_Exercice écrit 1_
Renommez « cross-section of bread » en « bread slice » dans les enregistrements, depuis leur début jusqu'à la ligne contenant « 37], [46, 37]] » incluse, et redonnez uniquement ces lignes sans autre changement ni images.

_Extrait choisi_
───

Enregistré au cours des deux dernières années à Austin, ce dixième opus des tauliers indie rock renoue avec leur singulier groove post-punk garage des années 2000.


Dix. Le chiffre est symbolique, cela appelle forcément au bilan. Vendu comme un retour aux sources, à savoir un son brut, sale, et groovy, ce dixième opus des cuillères d’Austin est une énième tentative de réconciliation avec les inconsolables de Kill the Moonlight (2002) le sommet des texans paru voilà tout juste vingt ans, et le non moins excellentissime Gimme Fiction (2005). Sera-t-elle la bonne ? Car voilà bien plus de 15 ans que ce sens du groove fiévreux, en surrégime, l’aiguille constamment dans le rouge, se dilua progressivement jusqu’aux productions electro proprettes d’Hot Thoughts (2017) et The Want My Soul (2014), où le quintet comptait en ses rangs deux claviéristes. Un comble pour cette formation indie rock Lo-Fi par excellence.

2022, le voyant rouge nous indique que les amplis à lampe sont à nouveau rallumés sur Lucifer on the Sofa. Et le binôme Jim Eno et Britt Daniel s’en porte soudainement bien mieux. Surtout, la caisse claire sur ressort d’Eno nous manquait, ce son épais, gras, qui nous salit les mains, même après avoir vidé tout notre flacon de gel hydroalcoolique dessus. Pour le coup, on s’en brûlerait même les mains. Et puis bien sûr les riffs nerveux et contagieux de Britt Daniels, indévissables.

───

_Données affichées_
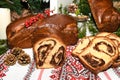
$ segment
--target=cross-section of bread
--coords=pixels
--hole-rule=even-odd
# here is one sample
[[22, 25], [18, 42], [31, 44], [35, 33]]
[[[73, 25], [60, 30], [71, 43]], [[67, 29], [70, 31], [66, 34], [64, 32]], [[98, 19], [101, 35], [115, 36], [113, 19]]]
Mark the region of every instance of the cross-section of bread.
[[38, 40], [34, 46], [36, 68], [53, 68], [65, 61], [66, 45], [58, 37], [46, 37]]
[[77, 56], [83, 65], [95, 74], [108, 69], [118, 57], [117, 46], [107, 37], [95, 37], [81, 53], [78, 49], [80, 47], [76, 47], [77, 53], [73, 52], [72, 54]]
[[86, 49], [86, 47], [88, 47], [90, 45], [90, 42], [93, 38], [94, 38], [93, 36], [88, 36], [88, 37], [84, 37], [84, 38], [80, 39], [77, 43], [76, 48], [73, 50], [73, 54], [74, 53], [80, 54], [83, 50]]
[[118, 47], [119, 56], [112, 64], [112, 67], [120, 66], [120, 37], [118, 37], [114, 33], [109, 33], [109, 32], [101, 32], [101, 33], [98, 33], [96, 36], [106, 36], [106, 37], [110, 38], [116, 44], [116, 46]]

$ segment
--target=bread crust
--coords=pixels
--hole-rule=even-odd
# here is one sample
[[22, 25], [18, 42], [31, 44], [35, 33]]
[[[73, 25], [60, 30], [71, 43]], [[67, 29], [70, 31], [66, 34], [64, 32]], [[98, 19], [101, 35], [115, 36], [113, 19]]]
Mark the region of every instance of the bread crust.
[[[34, 36], [38, 35], [38, 32], [40, 32], [40, 34], [44, 34], [45, 36], [57, 34], [58, 36], [61, 36], [66, 45], [74, 45], [77, 43], [77, 22], [73, 17], [64, 14], [55, 14], [43, 20], [40, 19], [39, 21], [26, 28], [24, 24], [25, 21], [34, 16], [35, 15], [21, 18], [8, 25], [6, 34], [9, 48], [32, 48], [35, 38]], [[45, 29], [43, 30], [43, 27], [47, 28], [46, 30], [48, 32], [44, 31]], [[59, 33], [56, 32], [56, 30]], [[42, 36], [41, 38], [44, 37]]]

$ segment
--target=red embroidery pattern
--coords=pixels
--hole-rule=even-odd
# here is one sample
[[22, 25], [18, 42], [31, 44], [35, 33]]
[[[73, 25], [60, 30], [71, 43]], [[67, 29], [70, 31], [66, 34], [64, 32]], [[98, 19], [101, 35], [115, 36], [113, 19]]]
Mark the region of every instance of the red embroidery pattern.
[[8, 69], [7, 66], [5, 66], [4, 64], [0, 64], [0, 79], [2, 79], [2, 77], [6, 76], [5, 72]]

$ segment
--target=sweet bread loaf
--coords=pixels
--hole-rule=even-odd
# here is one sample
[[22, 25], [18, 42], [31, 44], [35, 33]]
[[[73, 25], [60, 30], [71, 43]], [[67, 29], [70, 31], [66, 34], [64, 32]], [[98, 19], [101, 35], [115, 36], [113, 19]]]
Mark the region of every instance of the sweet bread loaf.
[[33, 24], [33, 26], [26, 28], [24, 23], [26, 20], [29, 20], [33, 16], [34, 15], [20, 18], [7, 26], [6, 35], [9, 48], [29, 48], [32, 46], [32, 33], [36, 28], [36, 24]]
[[[73, 17], [65, 14], [55, 14], [45, 19], [40, 19], [26, 28], [25, 21], [34, 16], [36, 15], [18, 19], [8, 25], [6, 34], [9, 48], [31, 48], [33, 46], [32, 41], [34, 41], [34, 35], [38, 35], [38, 32], [41, 32], [47, 36], [51, 36], [51, 34], [56, 34], [54, 33], [54, 29], [63, 36], [62, 39], [65, 44], [73, 45], [77, 43], [77, 22]], [[48, 32], [45, 31], [45, 29], [44, 31], [41, 30], [43, 27], [45, 27]], [[52, 32], [49, 31], [51, 28], [53, 29]]]
[[61, 66], [66, 59], [65, 50], [66, 45], [57, 36], [38, 40], [33, 46], [36, 67], [39, 69]]
[[99, 31], [114, 32], [118, 29], [120, 13], [113, 7], [112, 0], [88, 0], [88, 3]]
[[120, 37], [118, 37], [114, 33], [108, 33], [108, 32], [101, 32], [101, 33], [98, 33], [96, 36], [106, 36], [116, 44], [116, 46], [118, 47], [119, 56], [112, 64], [112, 67], [120, 66]]
[[81, 53], [82, 51], [84, 51], [89, 45], [90, 45], [90, 42], [91, 40], [93, 39], [94, 37], [93, 36], [87, 36], [87, 37], [84, 37], [82, 39], [80, 39], [78, 41], [78, 43], [76, 44], [76, 48], [73, 50], [73, 53], [72, 54], [76, 54], [76, 53]]
[[78, 46], [79, 42], [72, 55], [77, 56], [83, 65], [95, 74], [108, 69], [119, 55], [116, 44], [104, 36], [94, 37], [82, 52], [79, 52], [81, 46]]

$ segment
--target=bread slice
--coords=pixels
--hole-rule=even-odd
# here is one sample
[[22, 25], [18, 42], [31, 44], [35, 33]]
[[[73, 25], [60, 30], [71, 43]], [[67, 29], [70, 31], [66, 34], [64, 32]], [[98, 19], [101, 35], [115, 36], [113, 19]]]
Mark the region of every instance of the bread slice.
[[87, 36], [82, 39], [80, 39], [73, 50], [73, 54], [80, 54], [82, 51], [86, 49], [90, 45], [91, 40], [93, 39], [93, 36]]
[[101, 33], [98, 33], [96, 36], [106, 36], [106, 37], [110, 38], [116, 44], [116, 46], [118, 47], [119, 56], [112, 64], [112, 67], [120, 66], [120, 37], [118, 37], [114, 33], [109, 33], [109, 32], [101, 32]]
[[58, 37], [46, 37], [38, 40], [34, 46], [36, 68], [53, 68], [65, 61], [66, 45]]
[[[76, 52], [79, 52], [79, 49]], [[111, 39], [98, 36], [92, 39], [90, 45], [80, 54], [74, 52], [72, 54], [77, 56], [91, 72], [97, 74], [113, 64], [118, 57], [118, 48]]]

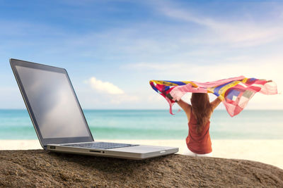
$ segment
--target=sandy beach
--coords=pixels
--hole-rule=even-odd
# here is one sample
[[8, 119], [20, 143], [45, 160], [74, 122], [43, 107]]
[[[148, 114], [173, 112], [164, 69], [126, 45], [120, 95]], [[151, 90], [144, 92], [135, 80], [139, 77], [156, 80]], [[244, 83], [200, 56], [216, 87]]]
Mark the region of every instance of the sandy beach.
[[[96, 140], [102, 141], [102, 140]], [[103, 140], [120, 143], [160, 145], [179, 147], [178, 153], [186, 149], [184, 140]], [[272, 165], [283, 169], [283, 139], [212, 140], [213, 156], [216, 158], [245, 159]], [[0, 150], [42, 149], [38, 140], [0, 140]]]

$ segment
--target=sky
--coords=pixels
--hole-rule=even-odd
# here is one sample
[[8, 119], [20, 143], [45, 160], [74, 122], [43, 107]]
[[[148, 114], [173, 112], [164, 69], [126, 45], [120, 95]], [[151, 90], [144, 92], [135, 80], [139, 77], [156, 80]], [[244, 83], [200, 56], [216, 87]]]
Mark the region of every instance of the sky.
[[[0, 108], [25, 108], [10, 58], [66, 68], [85, 109], [168, 109], [150, 80], [244, 75], [281, 92], [282, 49], [281, 1], [0, 0]], [[282, 94], [246, 108], [283, 109]]]

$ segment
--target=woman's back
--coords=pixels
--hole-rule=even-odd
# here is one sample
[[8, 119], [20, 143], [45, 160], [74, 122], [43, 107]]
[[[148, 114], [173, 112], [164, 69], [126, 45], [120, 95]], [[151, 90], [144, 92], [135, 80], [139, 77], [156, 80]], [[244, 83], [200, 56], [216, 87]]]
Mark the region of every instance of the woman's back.
[[212, 151], [212, 141], [209, 135], [210, 121], [202, 126], [199, 130], [197, 120], [191, 110], [190, 118], [188, 123], [189, 134], [186, 138], [187, 148], [197, 154], [205, 154]]

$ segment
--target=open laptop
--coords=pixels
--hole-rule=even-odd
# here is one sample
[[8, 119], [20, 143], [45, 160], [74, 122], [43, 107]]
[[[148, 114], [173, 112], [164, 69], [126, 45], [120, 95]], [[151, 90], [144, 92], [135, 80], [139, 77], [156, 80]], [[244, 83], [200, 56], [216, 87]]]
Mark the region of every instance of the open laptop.
[[175, 147], [95, 142], [65, 69], [13, 58], [10, 63], [44, 149], [130, 159], [178, 151]]

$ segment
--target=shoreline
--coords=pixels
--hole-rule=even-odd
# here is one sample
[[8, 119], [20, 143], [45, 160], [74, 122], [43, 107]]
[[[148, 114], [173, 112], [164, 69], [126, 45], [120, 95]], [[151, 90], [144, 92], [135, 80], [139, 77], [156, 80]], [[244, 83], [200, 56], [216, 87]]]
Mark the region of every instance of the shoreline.
[[[183, 139], [105, 139], [108, 142], [142, 145], [175, 146], [177, 153], [187, 149]], [[215, 158], [244, 159], [272, 165], [283, 169], [283, 139], [214, 139], [212, 156]], [[38, 140], [0, 140], [0, 150], [42, 149]]]

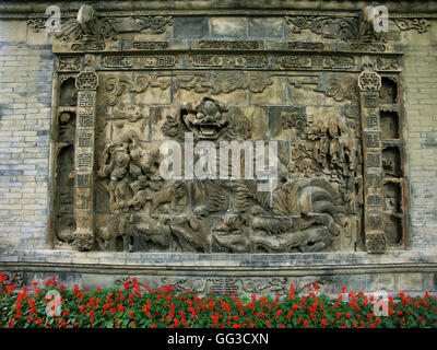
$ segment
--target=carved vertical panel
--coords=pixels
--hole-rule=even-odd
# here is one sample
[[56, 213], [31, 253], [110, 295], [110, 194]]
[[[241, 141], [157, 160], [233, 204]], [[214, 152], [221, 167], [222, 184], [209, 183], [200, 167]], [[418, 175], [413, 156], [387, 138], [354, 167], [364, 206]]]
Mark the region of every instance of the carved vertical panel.
[[378, 109], [381, 77], [373, 70], [370, 63], [366, 62], [363, 66], [364, 69], [358, 75], [358, 86], [363, 125], [365, 244], [368, 253], [383, 253], [386, 235], [382, 217], [381, 128]]
[[76, 231], [74, 245], [88, 250], [94, 242], [94, 133], [97, 74], [91, 55], [83, 58], [83, 70], [76, 78], [78, 118], [75, 125], [74, 155], [74, 218]]

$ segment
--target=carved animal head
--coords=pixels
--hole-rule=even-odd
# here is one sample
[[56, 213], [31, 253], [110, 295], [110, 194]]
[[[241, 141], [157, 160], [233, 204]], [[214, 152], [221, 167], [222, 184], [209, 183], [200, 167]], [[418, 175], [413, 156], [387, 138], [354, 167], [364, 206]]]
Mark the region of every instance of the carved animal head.
[[193, 108], [186, 104], [180, 109], [180, 119], [200, 139], [217, 139], [229, 121], [223, 115], [227, 109], [211, 97], [203, 97]]

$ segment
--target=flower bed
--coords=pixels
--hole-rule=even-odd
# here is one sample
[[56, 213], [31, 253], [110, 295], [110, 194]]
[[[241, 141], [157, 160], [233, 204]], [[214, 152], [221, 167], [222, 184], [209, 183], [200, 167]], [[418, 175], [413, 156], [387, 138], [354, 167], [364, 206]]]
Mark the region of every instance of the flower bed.
[[[388, 298], [382, 314], [374, 305], [379, 300], [363, 292], [339, 294], [336, 300], [319, 293], [316, 284], [307, 295], [251, 298], [218, 295], [199, 298], [172, 287], [150, 290], [133, 278], [122, 288], [90, 291], [67, 290], [50, 279], [44, 288], [36, 282], [16, 289], [13, 279], [0, 275], [0, 327], [27, 328], [393, 328], [437, 327], [437, 298], [425, 293], [412, 298], [399, 293]], [[343, 287], [343, 293], [345, 288]]]

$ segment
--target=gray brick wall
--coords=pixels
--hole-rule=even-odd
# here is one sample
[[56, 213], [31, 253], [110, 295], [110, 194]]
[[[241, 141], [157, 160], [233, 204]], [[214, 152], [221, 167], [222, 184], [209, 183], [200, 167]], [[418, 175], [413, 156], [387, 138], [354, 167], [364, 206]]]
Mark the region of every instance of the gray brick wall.
[[0, 42], [2, 248], [47, 247], [52, 71], [51, 46]]

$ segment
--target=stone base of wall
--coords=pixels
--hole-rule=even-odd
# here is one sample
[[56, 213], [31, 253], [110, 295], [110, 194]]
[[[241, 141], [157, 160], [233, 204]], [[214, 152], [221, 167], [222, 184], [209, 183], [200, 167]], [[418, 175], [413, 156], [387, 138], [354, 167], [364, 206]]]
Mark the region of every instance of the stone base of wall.
[[210, 291], [239, 295], [282, 295], [317, 282], [321, 292], [385, 291], [411, 295], [437, 292], [437, 257], [426, 250], [329, 254], [144, 254], [19, 250], [0, 256], [0, 270], [25, 285], [56, 277], [69, 288], [109, 288], [135, 277], [143, 287], [173, 285], [202, 295]]

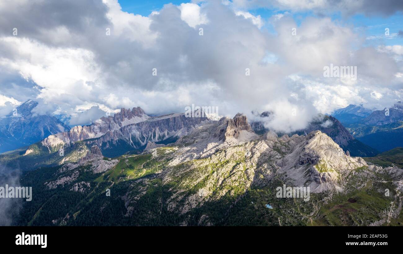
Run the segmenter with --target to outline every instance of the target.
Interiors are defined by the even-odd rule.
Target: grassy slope
[[[403,168],[403,147],[397,147],[373,157],[364,158],[366,161],[384,167],[392,164]]]

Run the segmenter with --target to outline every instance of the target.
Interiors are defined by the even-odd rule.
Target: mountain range
[[[346,109],[357,109],[342,113]],[[361,106],[349,105],[335,112],[333,116],[339,120],[355,138],[381,152],[403,146],[403,104],[399,101],[384,110],[376,110],[364,117],[361,112],[368,111]],[[358,112],[359,111],[359,112]]]
[[[361,112],[356,108],[355,111],[355,112]],[[269,112],[266,112],[256,116],[258,117],[255,117],[251,123],[252,128],[257,133],[269,131],[270,130],[265,127],[264,123],[270,121],[271,115]],[[319,114],[305,128],[287,134],[290,135],[294,134],[306,135],[314,130],[320,130],[326,133],[344,151],[348,151],[352,156],[371,157],[379,153],[376,149],[355,138],[337,119],[332,116]]]
[[[35,190],[33,202],[24,204],[14,224],[403,223],[403,170],[352,157],[320,131],[291,137],[272,131],[258,135],[240,113],[219,121],[182,114],[145,118],[111,128],[101,137],[56,135],[51,139],[54,143],[48,138],[18,154],[3,156],[2,161],[9,163],[16,158],[36,160],[30,164],[37,168],[21,178],[21,184]],[[59,142],[66,146],[62,156],[56,149]],[[127,149],[120,155],[105,155],[108,147],[122,144]],[[52,154],[58,158],[45,161]],[[309,187],[309,200],[278,197],[274,190],[285,185]]]
[[[31,112],[38,104],[28,100],[0,118],[0,153],[29,145],[50,135],[70,130],[54,117]]]

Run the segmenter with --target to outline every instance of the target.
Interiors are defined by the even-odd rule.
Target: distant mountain
[[[402,221],[396,201],[401,198],[400,168],[351,157],[320,131],[259,135],[241,114],[199,122],[182,115],[148,119],[105,135],[108,142],[110,137],[128,138],[132,131],[145,139],[152,138],[147,133],[155,139],[163,130],[181,136],[168,145],[107,158],[91,144],[87,156],[76,162],[23,172],[20,184],[32,186],[35,195],[33,202],[23,202],[13,225],[369,226]],[[137,136],[133,133],[132,139]],[[71,147],[81,145],[83,151],[90,141]],[[278,188],[285,186],[298,191],[297,197],[279,197]],[[390,195],[385,195],[386,188]]]
[[[270,121],[270,115],[269,113],[265,112],[260,116],[261,121],[256,121],[251,123],[252,129],[256,130],[257,133],[269,130],[264,127],[263,123],[265,121]],[[351,156],[369,157],[374,156],[379,152],[355,139],[338,119],[331,116],[320,114],[305,128],[287,134],[290,135],[294,134],[306,135],[315,130],[320,130],[327,134],[344,151],[348,151]]]
[[[357,106],[350,104],[345,108],[334,111],[332,115],[335,116],[344,114],[349,114],[366,117],[371,115],[372,113],[372,111],[366,109],[362,105]]]
[[[372,111],[366,109],[362,105],[350,104],[345,108],[335,111],[332,115],[345,126],[355,123],[371,115]]]
[[[354,137],[380,152],[403,146],[403,104],[398,102],[386,110],[377,110],[366,117],[346,114],[335,116]]]
[[[80,161],[90,157],[91,151],[109,157],[135,153],[147,144],[150,148],[149,142],[174,143],[209,121],[206,117],[187,117],[185,113],[150,117],[139,107],[131,111],[122,109],[113,117],[102,117],[89,125],[76,126],[69,131],[51,135],[27,149],[0,156],[0,162],[29,170]]]
[[[399,121],[403,121],[403,104],[401,101],[391,108],[374,111],[359,123],[367,125],[382,125]]]
[[[28,145],[70,127],[56,117],[31,111],[38,104],[27,100],[0,118],[0,153]]]

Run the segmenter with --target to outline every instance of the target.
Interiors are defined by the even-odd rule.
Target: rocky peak
[[[398,101],[395,104],[393,107],[399,109],[401,109],[402,110],[403,110],[403,102],[402,102],[401,101]]]
[[[252,127],[248,123],[247,118],[246,116],[238,113],[233,119],[234,121],[234,126],[241,130],[245,130],[250,131],[252,130]],[[232,122],[231,122],[232,123]]]
[[[99,147],[98,145],[93,145],[85,156],[81,158],[81,162],[89,160],[96,157],[103,157],[103,156]]]
[[[17,113],[20,116],[25,118],[28,117],[32,115],[31,113],[31,111],[37,105],[38,102],[37,102],[32,100],[28,100],[16,108],[17,110]],[[12,115],[13,113],[13,112],[11,112],[7,116]]]
[[[246,116],[238,113],[232,119],[222,118],[220,120],[223,123],[220,125],[219,129],[214,134],[219,137],[220,140],[225,141],[229,138],[238,139],[242,131],[254,134],[252,127],[248,123]]]
[[[120,112],[115,114],[113,119],[115,122],[119,123],[123,122],[126,119],[130,120],[135,117],[143,117],[147,115],[145,115],[144,111],[140,107],[133,108],[131,111],[130,109],[122,108]]]

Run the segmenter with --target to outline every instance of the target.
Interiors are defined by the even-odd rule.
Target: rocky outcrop
[[[69,131],[50,136],[42,141],[44,145],[54,147],[79,141],[99,137],[107,132],[118,130],[126,125],[145,121],[150,117],[139,107],[131,111],[122,109],[113,117],[103,117],[90,125],[73,127]]]
[[[232,119],[222,118],[220,122],[222,124],[214,133],[215,136],[218,137],[219,141],[225,141],[229,138],[237,139],[250,136],[247,132],[254,134],[251,125],[248,123],[246,116],[240,113],[237,113]]]
[[[83,157],[80,161],[82,162],[89,160],[96,157],[103,157],[103,156],[99,146],[93,145],[91,147],[91,149],[87,152],[85,156]]]
[[[0,153],[36,143],[50,135],[70,129],[54,116],[32,112],[38,102],[27,100],[0,118]]]

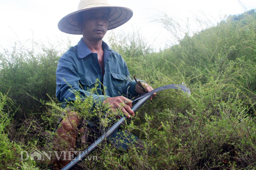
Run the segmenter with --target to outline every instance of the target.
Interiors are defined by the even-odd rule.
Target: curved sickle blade
[[[189,97],[189,95],[191,93],[190,90],[187,87],[184,86],[180,84],[168,84],[158,87],[158,88],[156,88],[156,89],[154,89],[152,91],[150,91],[149,92],[147,93],[146,94],[142,96],[141,96],[138,97],[136,99],[132,100],[132,103],[135,102],[136,101],[140,99],[142,99],[142,98],[144,98],[144,97],[146,97],[148,96],[152,95],[154,93],[156,93],[160,91],[164,90],[171,89],[181,90],[182,91],[186,93],[187,94],[188,94],[188,97]]]

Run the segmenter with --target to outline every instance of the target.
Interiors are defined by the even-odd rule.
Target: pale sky
[[[66,41],[68,34],[59,30],[58,23],[62,18],[77,10],[80,0],[0,0],[0,48],[11,46],[17,40],[24,44],[26,40],[32,39],[36,41],[54,42],[61,37]],[[111,5],[129,8],[134,12],[132,19],[118,30],[128,32],[138,29],[149,43],[154,44],[156,48],[164,47],[167,38],[162,26],[150,21],[161,13],[165,12],[184,22],[189,18],[190,29],[200,31],[202,28],[195,22],[195,16],[210,20],[216,24],[225,15],[239,14],[256,8],[255,0],[108,1]],[[82,36],[69,35],[69,37],[75,45]]]

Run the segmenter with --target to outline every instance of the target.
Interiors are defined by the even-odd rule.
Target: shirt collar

───

_Exercice écrit 2_
Imprimez tel quel le passage de la critique de l'album, depuis « 2022, le voyant » jusqu'à « Britt Daniels, indévissables. ».

_Résultat attendu 1_
$ segment
--target=bread slice
--coords=pixels
--hole-rule=even-odd
# here is one sample
[[22, 25], [18, 42], [31, 44], [35, 33]]
[[[73, 25], [60, 30], [71, 43]], [[67, 29], [70, 31], [66, 34], [64, 32]], [[98, 19], [101, 35], [115, 36], [113, 19]]]
Mark the region of every instance of the bread slice.
[[38, 40], [34, 46], [36, 68], [53, 68], [65, 61], [66, 45], [58, 37], [46, 37]]

_Résultat attendu 2_
2022, le voyant rouge nous indique que les amplis à lampe sont à nouveau rallumés sur Lucifer on the Sofa. Et le binôme Jim Eno et Britt Daniel s’en porte soudainement bien mieux. Surtout, la caisse claire sur ressort d’Eno nous manquait, ce son épais, gras, qui nous salit les mains, même après avoir vidé tout notre flacon de gel hydroalcoolique dessus. Pour le coup, on s’en brûlerait même les mains. Et puis bien sûr les riffs nerveux et contagieux de Britt Daniels, indévissables.